§ Given task
Substitute "box coordinates" for every "pipe bbox" in the rows below and leave all other text unchanged. Omit the pictures from your output.

[Excerpts from a detection dataset]

▬▬▬▬▬▬

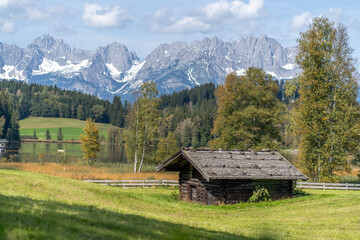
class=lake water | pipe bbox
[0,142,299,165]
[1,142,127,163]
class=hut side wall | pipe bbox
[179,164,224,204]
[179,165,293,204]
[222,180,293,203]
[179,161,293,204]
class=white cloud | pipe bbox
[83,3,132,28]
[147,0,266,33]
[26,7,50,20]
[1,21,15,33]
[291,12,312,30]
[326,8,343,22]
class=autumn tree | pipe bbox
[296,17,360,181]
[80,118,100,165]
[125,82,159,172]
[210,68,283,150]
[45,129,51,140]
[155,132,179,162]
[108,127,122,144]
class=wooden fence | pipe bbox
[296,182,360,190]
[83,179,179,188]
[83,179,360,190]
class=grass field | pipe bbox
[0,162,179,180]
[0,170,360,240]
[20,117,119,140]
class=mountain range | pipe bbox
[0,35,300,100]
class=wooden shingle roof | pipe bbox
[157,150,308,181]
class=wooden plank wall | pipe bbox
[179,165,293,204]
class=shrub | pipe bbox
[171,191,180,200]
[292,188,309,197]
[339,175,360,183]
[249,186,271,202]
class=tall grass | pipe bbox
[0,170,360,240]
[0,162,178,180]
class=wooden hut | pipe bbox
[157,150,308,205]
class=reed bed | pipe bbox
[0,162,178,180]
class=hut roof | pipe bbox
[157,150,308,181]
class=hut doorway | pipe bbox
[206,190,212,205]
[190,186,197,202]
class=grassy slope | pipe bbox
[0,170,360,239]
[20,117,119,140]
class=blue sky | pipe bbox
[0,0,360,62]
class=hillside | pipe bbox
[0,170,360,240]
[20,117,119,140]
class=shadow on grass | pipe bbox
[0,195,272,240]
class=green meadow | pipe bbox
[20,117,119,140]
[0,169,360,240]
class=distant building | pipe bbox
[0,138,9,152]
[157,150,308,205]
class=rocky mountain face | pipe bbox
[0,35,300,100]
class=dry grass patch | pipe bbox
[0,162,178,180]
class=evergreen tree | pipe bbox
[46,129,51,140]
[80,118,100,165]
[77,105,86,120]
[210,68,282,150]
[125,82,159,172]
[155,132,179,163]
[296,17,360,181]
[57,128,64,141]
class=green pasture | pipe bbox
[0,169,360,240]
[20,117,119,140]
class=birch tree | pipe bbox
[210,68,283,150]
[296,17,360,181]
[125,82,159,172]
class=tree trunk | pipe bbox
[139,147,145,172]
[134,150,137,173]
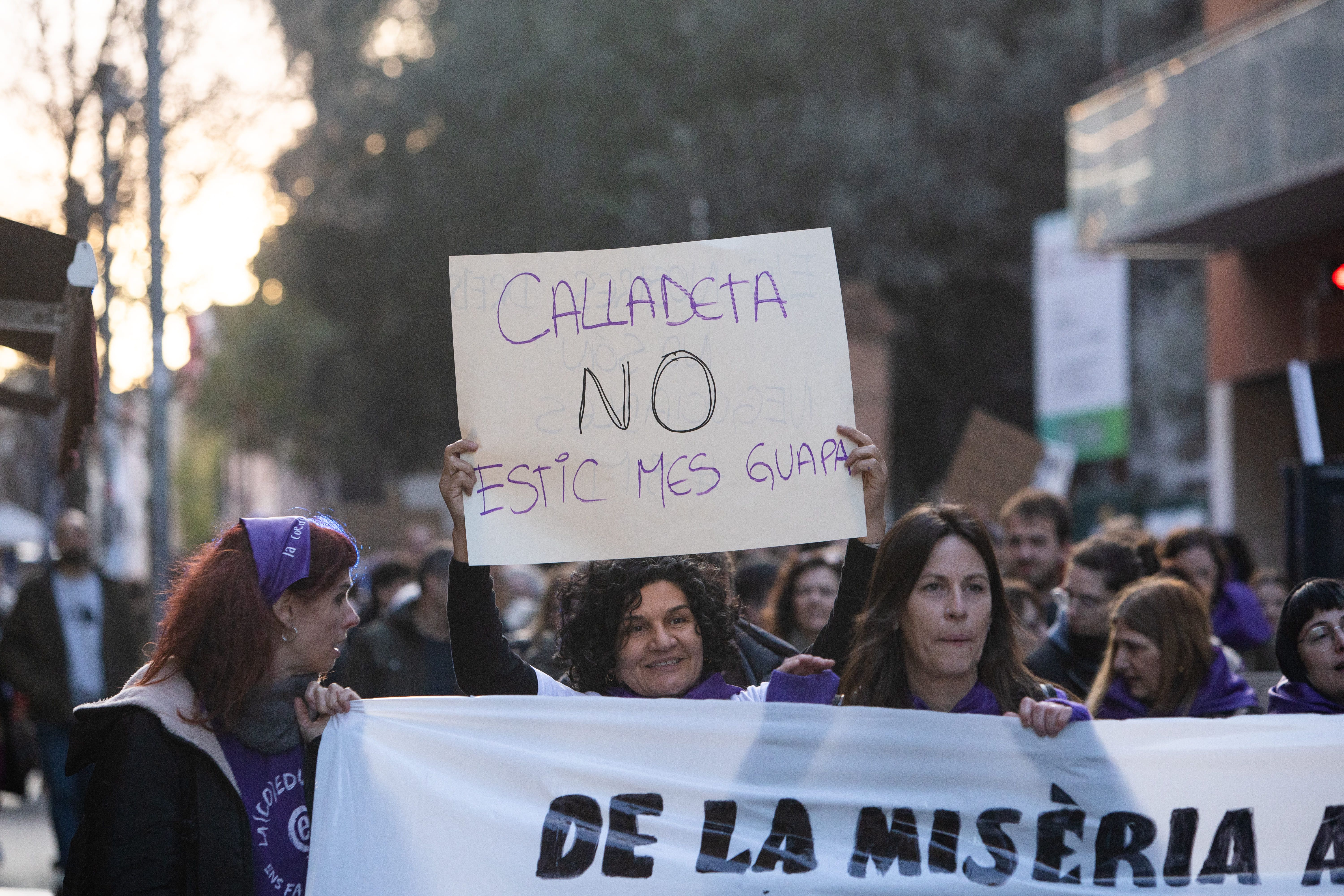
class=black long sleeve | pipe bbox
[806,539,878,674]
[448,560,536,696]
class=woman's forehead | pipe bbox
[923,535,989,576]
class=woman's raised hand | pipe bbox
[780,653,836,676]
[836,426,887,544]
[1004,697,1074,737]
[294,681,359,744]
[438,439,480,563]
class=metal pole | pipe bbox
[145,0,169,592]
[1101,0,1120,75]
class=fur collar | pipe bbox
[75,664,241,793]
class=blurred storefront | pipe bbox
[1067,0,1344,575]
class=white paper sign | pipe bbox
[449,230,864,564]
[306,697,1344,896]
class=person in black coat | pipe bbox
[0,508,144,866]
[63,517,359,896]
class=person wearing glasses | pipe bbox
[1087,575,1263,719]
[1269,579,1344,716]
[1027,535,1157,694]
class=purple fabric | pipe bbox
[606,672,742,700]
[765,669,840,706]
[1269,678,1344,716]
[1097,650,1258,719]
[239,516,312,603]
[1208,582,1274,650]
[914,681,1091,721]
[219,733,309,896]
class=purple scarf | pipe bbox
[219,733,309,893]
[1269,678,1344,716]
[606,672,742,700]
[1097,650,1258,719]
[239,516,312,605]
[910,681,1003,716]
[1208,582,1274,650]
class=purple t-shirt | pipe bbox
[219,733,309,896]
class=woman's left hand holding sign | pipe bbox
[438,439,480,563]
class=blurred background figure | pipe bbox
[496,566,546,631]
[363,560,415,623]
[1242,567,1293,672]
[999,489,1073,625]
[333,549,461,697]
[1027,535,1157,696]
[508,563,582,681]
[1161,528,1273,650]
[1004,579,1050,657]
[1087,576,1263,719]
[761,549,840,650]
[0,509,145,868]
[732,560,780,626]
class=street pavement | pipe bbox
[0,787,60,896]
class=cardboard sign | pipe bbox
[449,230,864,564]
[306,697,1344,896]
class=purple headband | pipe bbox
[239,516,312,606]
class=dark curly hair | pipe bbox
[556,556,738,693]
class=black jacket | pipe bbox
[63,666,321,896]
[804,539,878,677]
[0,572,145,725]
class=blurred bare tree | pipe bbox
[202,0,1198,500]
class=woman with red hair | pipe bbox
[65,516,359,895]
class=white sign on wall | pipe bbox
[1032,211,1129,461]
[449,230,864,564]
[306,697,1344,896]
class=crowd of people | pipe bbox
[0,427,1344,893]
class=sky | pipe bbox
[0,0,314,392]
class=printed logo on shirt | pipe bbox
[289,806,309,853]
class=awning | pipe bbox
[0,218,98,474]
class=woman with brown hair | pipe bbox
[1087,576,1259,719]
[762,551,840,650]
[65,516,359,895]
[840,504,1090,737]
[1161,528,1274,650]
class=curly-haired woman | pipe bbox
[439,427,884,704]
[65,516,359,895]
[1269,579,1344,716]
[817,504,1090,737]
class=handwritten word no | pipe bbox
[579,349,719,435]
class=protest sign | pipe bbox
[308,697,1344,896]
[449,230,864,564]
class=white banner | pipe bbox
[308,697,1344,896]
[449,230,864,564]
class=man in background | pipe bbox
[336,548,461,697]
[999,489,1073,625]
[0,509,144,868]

▬▬▬▬▬▬

§ Completed task
class=lake water | box coordinates
[0,142,299,165]
[1,142,127,163]
class=hut side wall | box coordinates
[179,164,224,204]
[179,165,293,204]
[222,180,293,203]
[179,161,293,204]
class=white cloud | box coordinates
[83,3,132,28]
[147,0,266,33]
[26,7,50,20]
[1,21,15,33]
[291,12,312,30]
[326,8,343,22]
class=autumn tree | box coordinates
[296,17,360,181]
[80,118,100,165]
[125,82,159,172]
[210,68,283,150]
[45,129,51,140]
[155,132,179,162]
[108,127,122,144]
class=wooden fence | box coordinates
[296,182,360,190]
[83,179,179,188]
[83,179,360,190]
class=grass field | box coordinates
[0,162,179,180]
[0,170,360,240]
[20,117,119,140]
class=mountain range | box coordinates
[0,35,300,100]
class=wooden shingle roof | box coordinates
[157,150,308,181]
class=wooden plank wall | box coordinates
[179,165,293,204]
class=shrub | box coordinates
[171,191,180,200]
[292,188,309,197]
[339,175,360,183]
[249,186,271,202]
class=tall grass | box coordinates
[0,170,360,240]
[0,162,178,180]
class=wooden hut | box coordinates
[157,150,308,205]
class=reed bed | box coordinates
[0,162,178,180]
class=hut roof | box coordinates
[157,150,308,181]
class=hut doorway | box coordinates
[206,190,212,205]
[190,186,197,202]
class=grassy slope | box coordinates
[0,170,360,239]
[20,117,119,140]
class=blue sky | box coordinates
[0,0,360,62]
class=hillside | box coordinates
[0,170,360,240]
[20,117,119,140]
class=shadow on grass | box coordinates
[0,195,272,240]
class=green meadow | box coordinates
[20,117,119,140]
[0,169,360,240]
class=distant building | box coordinates
[0,138,9,152]
[157,150,308,205]
class=rocky mountain face | box coordinates
[0,35,300,100]
class=dry grass patch | box coordinates
[0,162,178,180]
class=evergreen tree | box coordinates
[46,129,51,140]
[80,118,100,165]
[77,105,86,120]
[210,68,282,150]
[125,82,159,172]
[155,132,179,163]
[296,17,360,181]
[57,128,64,141]
class=green pasture | box coordinates
[0,169,360,240]
[20,117,119,140]
class=birch tree | box coordinates
[210,68,283,150]
[296,17,360,181]
[125,82,159,172]
class=tree trunk | box coordinates
[139,147,145,172]
[134,150,137,173]
class=black long sleeve | box coordinates
[806,539,878,674]
[448,560,536,696]
class=woman's forehead | box coordinates
[923,535,989,576]
class=woman's raised hand | box coordinates
[780,653,836,676]
[836,426,887,544]
[1004,697,1074,737]
[294,681,359,744]
[438,439,480,563]
class=metal pole | box coordinates
[145,0,169,592]
[1101,0,1120,75]
class=fur collar | box coordinates
[75,664,241,793]
class=blurred storefront | box coordinates
[1067,0,1344,575]
class=white paper sign | box coordinates
[449,230,864,564]
[306,697,1344,896]
class=person in black coat | box coordinates
[0,508,144,866]
[63,517,359,896]
class=person wearing glasses | box coordinates
[1087,575,1263,719]
[1269,579,1344,716]
[1027,535,1157,694]
class=purple fabric | box coordinates
[606,672,742,700]
[765,669,840,706]
[1269,678,1344,716]
[1097,650,1258,719]
[239,516,312,603]
[1208,582,1274,650]
[914,681,1091,721]
[219,733,309,896]
class=purple scarf | box coordinates
[219,733,309,893]
[1269,678,1344,716]
[606,672,742,700]
[1097,650,1258,719]
[239,516,312,605]
[910,681,1003,716]
[1208,582,1274,650]
class=purple t-shirt | box coordinates
[219,733,309,896]
class=woman's left hand holding sign | box coordinates
[438,439,480,563]
class=blurred background figure | box coordinates
[496,566,546,631]
[363,560,415,623]
[1242,567,1293,672]
[999,489,1073,625]
[333,549,461,697]
[1027,535,1157,696]
[508,563,582,681]
[1161,528,1273,650]
[1004,579,1050,657]
[1087,576,1263,719]
[761,549,840,650]
[0,509,145,868]
[732,560,780,626]
class=street pavement | box coordinates
[0,787,60,896]
class=cardboard sign | box coordinates
[449,230,864,564]
[306,697,1344,896]
class=purple headband | box coordinates
[239,516,312,606]
class=dark curly hair | box coordinates
[556,556,738,693]
class=black jacket | box coordinates
[63,666,321,896]
[804,539,878,677]
[0,572,145,725]
class=blurred bare tree | box coordinates
[202,0,1198,500]
class=woman with red hair | box coordinates
[65,516,359,895]
class=white sign on wall | box coordinates
[1032,211,1129,461]
[449,230,864,564]
[306,697,1344,896]
class=crowd of people | box coordinates
[0,427,1344,893]
class=sky | box coordinates
[0,0,314,392]
class=printed logo on shirt | box coordinates
[289,806,309,853]
class=awning | box coordinates
[0,218,98,474]
class=woman with brown hair | box coordinates
[1087,576,1259,719]
[762,551,840,650]
[65,516,359,895]
[840,504,1090,737]
[1161,528,1274,650]
class=curly-haired woman | box coordinates
[439,427,884,704]
[65,516,359,895]
[1269,579,1344,716]
[817,504,1090,737]
class=handwritten word no | box coordinates
[579,349,719,435]
class=protest sign | box coordinates
[308,697,1344,896]
[449,230,864,564]
class=white banner | box coordinates
[308,697,1344,896]
[449,230,864,564]
class=man in background | box coordinates
[336,548,461,697]
[999,489,1073,625]
[0,509,144,868]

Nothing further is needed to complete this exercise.